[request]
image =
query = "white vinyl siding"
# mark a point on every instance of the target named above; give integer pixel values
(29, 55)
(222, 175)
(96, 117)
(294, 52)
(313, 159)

Directions for this task:
Write out every one of the rows above line for line, changing nothing.

Correct response:
[request]
image =
query = "white vinyl siding"
# mark a point on every instance of the target named above; give integer pixel values
(29, 55)
(222, 175)
(96, 117)
(294, 52)
(313, 159)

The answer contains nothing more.